▶ **TASK STATEMENT**: Please report each line in the items below that contains the string "slope", treating uppercase and lowercase letters as different.

▶ **SUPPLIED DATA**:
--- --- ---

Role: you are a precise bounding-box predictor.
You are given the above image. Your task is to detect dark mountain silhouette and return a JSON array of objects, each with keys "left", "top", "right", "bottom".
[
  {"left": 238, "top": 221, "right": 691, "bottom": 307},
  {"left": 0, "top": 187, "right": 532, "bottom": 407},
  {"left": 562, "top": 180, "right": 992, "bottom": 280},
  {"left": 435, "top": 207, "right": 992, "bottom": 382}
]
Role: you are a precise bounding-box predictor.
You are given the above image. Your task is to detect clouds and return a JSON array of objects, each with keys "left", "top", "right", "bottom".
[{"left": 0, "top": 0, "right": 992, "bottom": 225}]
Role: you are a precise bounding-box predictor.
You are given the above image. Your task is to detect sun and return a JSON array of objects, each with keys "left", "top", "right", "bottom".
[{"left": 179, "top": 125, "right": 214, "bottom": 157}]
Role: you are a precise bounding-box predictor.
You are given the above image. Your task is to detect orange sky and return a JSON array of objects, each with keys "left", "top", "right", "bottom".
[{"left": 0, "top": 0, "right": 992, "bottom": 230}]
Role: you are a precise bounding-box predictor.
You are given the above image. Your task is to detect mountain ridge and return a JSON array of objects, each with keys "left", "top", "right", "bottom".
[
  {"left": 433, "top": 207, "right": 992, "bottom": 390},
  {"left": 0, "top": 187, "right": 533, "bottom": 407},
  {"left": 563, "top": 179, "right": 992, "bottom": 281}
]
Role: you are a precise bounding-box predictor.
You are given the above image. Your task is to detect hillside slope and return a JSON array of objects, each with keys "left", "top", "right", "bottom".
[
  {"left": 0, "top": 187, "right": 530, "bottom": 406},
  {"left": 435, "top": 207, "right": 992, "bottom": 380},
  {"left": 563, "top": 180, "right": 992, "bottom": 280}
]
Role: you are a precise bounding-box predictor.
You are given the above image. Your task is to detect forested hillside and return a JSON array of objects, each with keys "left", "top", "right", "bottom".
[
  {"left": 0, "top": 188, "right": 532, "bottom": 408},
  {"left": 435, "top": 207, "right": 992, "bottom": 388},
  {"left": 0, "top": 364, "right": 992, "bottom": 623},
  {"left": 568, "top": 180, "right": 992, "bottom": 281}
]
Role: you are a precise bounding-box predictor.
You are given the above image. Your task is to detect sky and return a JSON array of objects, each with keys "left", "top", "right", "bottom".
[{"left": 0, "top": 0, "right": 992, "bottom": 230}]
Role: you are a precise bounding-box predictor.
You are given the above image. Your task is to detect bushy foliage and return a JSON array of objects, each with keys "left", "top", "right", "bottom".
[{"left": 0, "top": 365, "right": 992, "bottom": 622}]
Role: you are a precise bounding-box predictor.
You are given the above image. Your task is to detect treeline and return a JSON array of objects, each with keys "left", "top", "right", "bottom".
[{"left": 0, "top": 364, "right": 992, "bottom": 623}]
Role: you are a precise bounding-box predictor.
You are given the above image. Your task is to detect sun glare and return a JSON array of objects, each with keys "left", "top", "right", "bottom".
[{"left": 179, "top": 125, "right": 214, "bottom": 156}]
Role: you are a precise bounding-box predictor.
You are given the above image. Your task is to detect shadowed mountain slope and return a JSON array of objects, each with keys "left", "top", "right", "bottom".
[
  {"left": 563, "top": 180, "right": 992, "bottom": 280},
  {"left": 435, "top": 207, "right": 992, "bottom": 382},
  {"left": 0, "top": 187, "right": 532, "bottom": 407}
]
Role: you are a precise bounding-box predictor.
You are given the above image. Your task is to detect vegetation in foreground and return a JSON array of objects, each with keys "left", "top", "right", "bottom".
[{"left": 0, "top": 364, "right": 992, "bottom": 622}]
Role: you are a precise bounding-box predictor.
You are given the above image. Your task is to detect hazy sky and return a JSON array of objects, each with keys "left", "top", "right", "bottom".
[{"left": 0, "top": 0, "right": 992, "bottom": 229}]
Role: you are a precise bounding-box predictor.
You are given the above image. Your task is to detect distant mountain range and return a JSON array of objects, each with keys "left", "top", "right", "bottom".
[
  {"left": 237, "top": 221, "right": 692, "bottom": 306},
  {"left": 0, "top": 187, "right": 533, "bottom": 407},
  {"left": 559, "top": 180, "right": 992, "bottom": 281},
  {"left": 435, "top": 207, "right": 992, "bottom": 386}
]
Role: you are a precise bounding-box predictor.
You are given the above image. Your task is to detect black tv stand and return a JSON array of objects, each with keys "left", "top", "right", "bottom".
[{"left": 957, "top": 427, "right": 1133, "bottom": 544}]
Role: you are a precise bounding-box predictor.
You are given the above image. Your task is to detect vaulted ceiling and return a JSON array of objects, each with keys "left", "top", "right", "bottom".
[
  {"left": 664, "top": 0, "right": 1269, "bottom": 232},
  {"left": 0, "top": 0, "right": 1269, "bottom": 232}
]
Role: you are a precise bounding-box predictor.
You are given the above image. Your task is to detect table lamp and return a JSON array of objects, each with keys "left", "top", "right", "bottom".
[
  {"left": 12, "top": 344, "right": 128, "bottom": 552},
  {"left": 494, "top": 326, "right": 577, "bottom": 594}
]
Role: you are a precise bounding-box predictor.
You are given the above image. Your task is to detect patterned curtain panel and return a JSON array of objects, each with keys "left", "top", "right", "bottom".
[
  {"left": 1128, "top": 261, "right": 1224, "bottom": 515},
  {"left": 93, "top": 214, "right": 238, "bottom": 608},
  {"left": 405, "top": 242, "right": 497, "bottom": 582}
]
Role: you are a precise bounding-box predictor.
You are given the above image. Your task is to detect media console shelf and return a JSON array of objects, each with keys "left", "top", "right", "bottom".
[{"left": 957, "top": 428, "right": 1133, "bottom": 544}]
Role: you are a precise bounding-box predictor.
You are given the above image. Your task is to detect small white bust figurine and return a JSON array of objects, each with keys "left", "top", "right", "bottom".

--- --- ---

▶ **SOLUTION TO THIS EXERCISE**:
You are given the above image. Your task is to detect hillside slope and return a JSON array of objects, each with keys "left", "top", "right", "bottom".
You are given the above image. Your task is to detect shadowed mountain slope and return a JSON array of objects, each with keys "left", "top", "right", "bottom".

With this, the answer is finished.